Of course, as a translator, I agree that Olivier's suggestion works fine.


----------



## timpeac

Nicomon said:


> Well... in my "off the mark" adaptation, "something" was rendered by "amant" and "something else" was rendered by "maman". I'm not saying it's perfect, but as I said in post # 29 , I think that ideally, we should have *both *the mother reference and pun in the french version.
> 
> Of course, as a translator, I agree that Olivier's suggestion works fine.


You are really missing my point - you may disagree with that point which is different but you're not seeing the point itself - what I am saying is that the French translation should have a phrase which is transparently based on a French phrase meaning "say something and mean something else" (as did Olivier's) - where you can read word for word the underlying phrase you are making fun of. "you say one thing and mean your mother" is clearly a representation of "you say one thing and mean another", right? "Celui qui fait un lapsus révélateur croit dire un mot et dit autre chaude" is clearly based on "Celui qui fait un lapsus révélateur croit dire un mot et dit autre chose" right? . The "amant" phrase contains no such underlying phrase, just a representation of the meaning of the phrase. "Un lapsus, c'est quand tu veux dire "amant" et que tu dis "maman"" what is the word for word underlying phrase??


----------



## KaRiNe_Fr

En tant que non traductrice et simple lectrice, j'aime beaucoup la proposition d'Olivier qui est bien proche de l'originale, mais elle me fait moins marrer. Allez savoir pourquoi... 
J'aime bien le triple effet de l'originale avec découverte progressive (même si quasi-instantanée pour des cerveaux rapides) des bons mots. Ici il n'y a qu'un double effet (c'est déjà ça !) et donc  ça perd de son efficacité.
Je trouve que garder ces effets et tous ces effets est plus important que toutes les autres considérations savantes (et non pédantes !  ) et sûrement très justes des traducteurs.


----------



## OlivierG

Mon deuxième essai 
Un lapsus, c'est quand on n'a pas l'intention de dire quelque chose mais que pourtant on l'Œdipe


----------



## KaRiNe_Fr

OlivierG said:


> Mon deuxième essai
> Un lapsus, c'est quand on n'a pas l'intention de dire quelque chose mais que pourtant on l'Œdipe


Celui-là, il est vraiment proche de la perfection, de mon point de vue !
****************************************
Votre tâche »
Résumez en deux phrases, s'il vous plaît, la discussion ci-dessus sur la traduction en français d'un jeu de mots sur le lapsus.
****************************************
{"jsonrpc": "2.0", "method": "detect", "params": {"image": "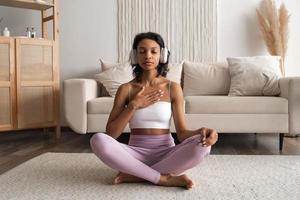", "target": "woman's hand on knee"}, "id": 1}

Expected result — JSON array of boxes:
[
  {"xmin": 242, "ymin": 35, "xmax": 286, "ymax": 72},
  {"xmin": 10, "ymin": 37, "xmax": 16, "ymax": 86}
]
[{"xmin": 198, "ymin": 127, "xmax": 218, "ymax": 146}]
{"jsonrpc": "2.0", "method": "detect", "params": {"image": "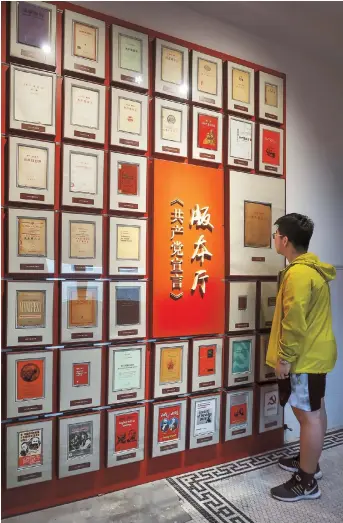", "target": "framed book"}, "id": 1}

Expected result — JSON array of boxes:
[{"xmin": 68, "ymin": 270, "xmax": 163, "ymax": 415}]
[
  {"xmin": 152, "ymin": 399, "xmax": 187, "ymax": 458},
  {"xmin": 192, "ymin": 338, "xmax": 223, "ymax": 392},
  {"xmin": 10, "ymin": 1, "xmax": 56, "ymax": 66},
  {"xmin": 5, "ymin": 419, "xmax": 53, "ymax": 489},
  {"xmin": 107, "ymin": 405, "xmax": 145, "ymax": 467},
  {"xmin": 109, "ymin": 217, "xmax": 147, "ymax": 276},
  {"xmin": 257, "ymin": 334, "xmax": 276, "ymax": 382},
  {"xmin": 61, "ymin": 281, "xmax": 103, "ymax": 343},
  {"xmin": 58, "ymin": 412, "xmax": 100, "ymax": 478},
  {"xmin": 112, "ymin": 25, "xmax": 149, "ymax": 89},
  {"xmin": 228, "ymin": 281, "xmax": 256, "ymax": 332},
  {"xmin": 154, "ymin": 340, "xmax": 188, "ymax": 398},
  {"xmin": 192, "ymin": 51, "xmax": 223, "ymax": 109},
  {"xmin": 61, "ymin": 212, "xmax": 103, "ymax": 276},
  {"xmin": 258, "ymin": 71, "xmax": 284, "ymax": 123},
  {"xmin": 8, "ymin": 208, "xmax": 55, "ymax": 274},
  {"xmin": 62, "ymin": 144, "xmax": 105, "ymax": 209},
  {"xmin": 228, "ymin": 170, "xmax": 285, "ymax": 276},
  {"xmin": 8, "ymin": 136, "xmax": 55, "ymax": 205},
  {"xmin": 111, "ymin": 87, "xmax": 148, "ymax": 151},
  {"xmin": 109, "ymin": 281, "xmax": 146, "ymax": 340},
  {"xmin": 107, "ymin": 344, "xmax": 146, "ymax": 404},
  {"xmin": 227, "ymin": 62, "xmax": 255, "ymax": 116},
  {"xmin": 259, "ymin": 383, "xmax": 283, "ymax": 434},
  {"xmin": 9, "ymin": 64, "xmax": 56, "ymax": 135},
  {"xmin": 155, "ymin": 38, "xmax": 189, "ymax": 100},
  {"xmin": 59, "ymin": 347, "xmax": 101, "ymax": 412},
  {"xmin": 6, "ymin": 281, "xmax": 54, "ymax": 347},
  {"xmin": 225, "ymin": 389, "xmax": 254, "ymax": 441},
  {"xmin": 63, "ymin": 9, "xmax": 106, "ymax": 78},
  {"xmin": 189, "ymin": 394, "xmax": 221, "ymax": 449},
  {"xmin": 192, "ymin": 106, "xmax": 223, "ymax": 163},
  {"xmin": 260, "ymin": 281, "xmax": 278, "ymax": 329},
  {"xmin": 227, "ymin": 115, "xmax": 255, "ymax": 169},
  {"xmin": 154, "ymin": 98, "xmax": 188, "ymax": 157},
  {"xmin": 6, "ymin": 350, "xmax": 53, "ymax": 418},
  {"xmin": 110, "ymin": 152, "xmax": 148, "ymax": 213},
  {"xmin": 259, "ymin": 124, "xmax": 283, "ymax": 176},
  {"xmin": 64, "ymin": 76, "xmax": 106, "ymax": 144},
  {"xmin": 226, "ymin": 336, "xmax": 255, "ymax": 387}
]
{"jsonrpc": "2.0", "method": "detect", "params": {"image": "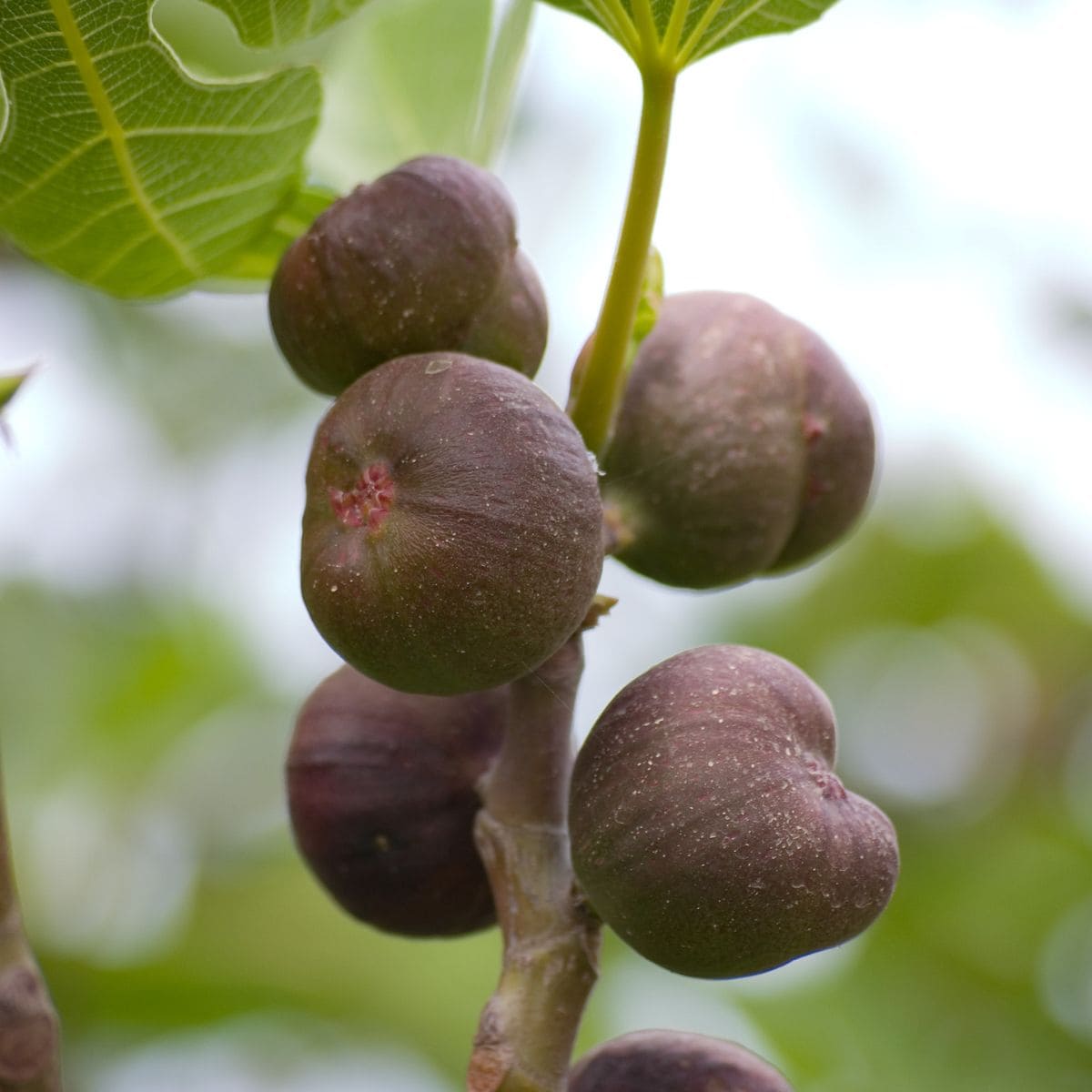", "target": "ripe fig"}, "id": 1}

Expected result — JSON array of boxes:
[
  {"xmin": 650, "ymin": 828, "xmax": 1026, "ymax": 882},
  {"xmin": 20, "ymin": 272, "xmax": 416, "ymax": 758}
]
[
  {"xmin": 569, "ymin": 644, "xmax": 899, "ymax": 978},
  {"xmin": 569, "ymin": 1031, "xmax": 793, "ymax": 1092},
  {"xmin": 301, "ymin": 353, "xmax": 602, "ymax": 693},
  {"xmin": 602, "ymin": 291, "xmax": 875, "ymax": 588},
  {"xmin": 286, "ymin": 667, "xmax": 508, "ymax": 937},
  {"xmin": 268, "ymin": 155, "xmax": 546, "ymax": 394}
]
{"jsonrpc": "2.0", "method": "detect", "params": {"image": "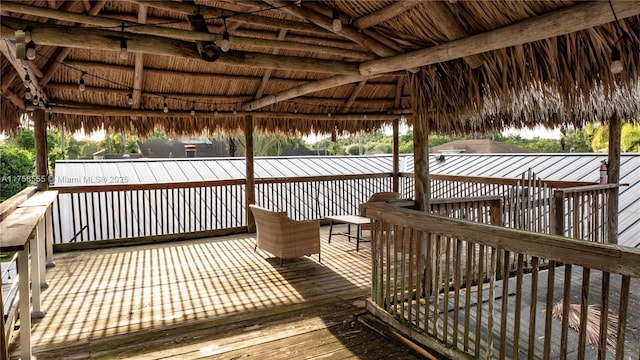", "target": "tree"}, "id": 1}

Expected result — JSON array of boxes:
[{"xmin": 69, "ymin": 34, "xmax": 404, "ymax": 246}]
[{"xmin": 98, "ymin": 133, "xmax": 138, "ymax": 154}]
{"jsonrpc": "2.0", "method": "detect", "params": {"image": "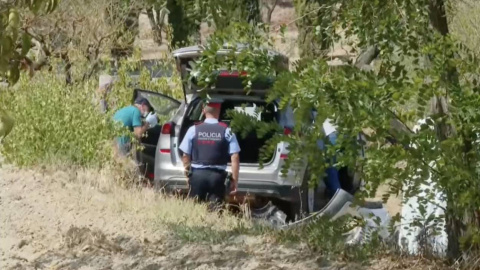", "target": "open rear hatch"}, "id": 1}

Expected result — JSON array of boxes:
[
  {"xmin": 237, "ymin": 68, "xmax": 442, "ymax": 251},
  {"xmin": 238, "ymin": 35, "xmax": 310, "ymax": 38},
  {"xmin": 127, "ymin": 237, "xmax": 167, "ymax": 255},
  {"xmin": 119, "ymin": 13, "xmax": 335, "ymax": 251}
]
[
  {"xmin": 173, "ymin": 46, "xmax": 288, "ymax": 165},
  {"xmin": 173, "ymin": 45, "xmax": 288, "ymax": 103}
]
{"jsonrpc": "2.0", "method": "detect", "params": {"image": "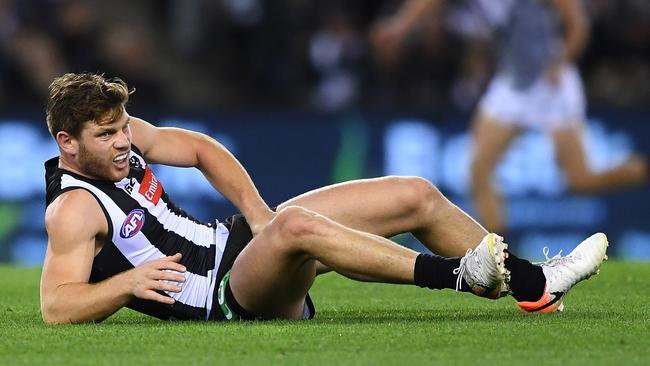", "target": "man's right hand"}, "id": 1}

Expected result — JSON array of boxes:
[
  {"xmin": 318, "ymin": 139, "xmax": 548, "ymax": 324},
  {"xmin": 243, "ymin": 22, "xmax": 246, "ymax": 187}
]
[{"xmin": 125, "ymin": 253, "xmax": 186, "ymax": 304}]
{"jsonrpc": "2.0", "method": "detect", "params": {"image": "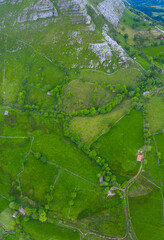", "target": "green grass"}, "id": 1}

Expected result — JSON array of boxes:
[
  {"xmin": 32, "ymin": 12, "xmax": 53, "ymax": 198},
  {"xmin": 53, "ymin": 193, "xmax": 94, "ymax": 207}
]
****************************************
Résultat de l'exercice »
Timpeac soutient que la traduction française doit reposer de façon transparente sur une expression française signifiant « dire une chose et en penser une autre », comme la proposition d'Olivier, ce que ne fait pas la version avec « amant » et « maman ». KaRiNe_Fr trouve la première proposition d'Olivier proche de l'original mais moins drôle, car elle n'a qu'un double effet au lieu d'un triple, puis juge son deuxième essai, qui se termine par « on l'Œdipe », proche de la perfection.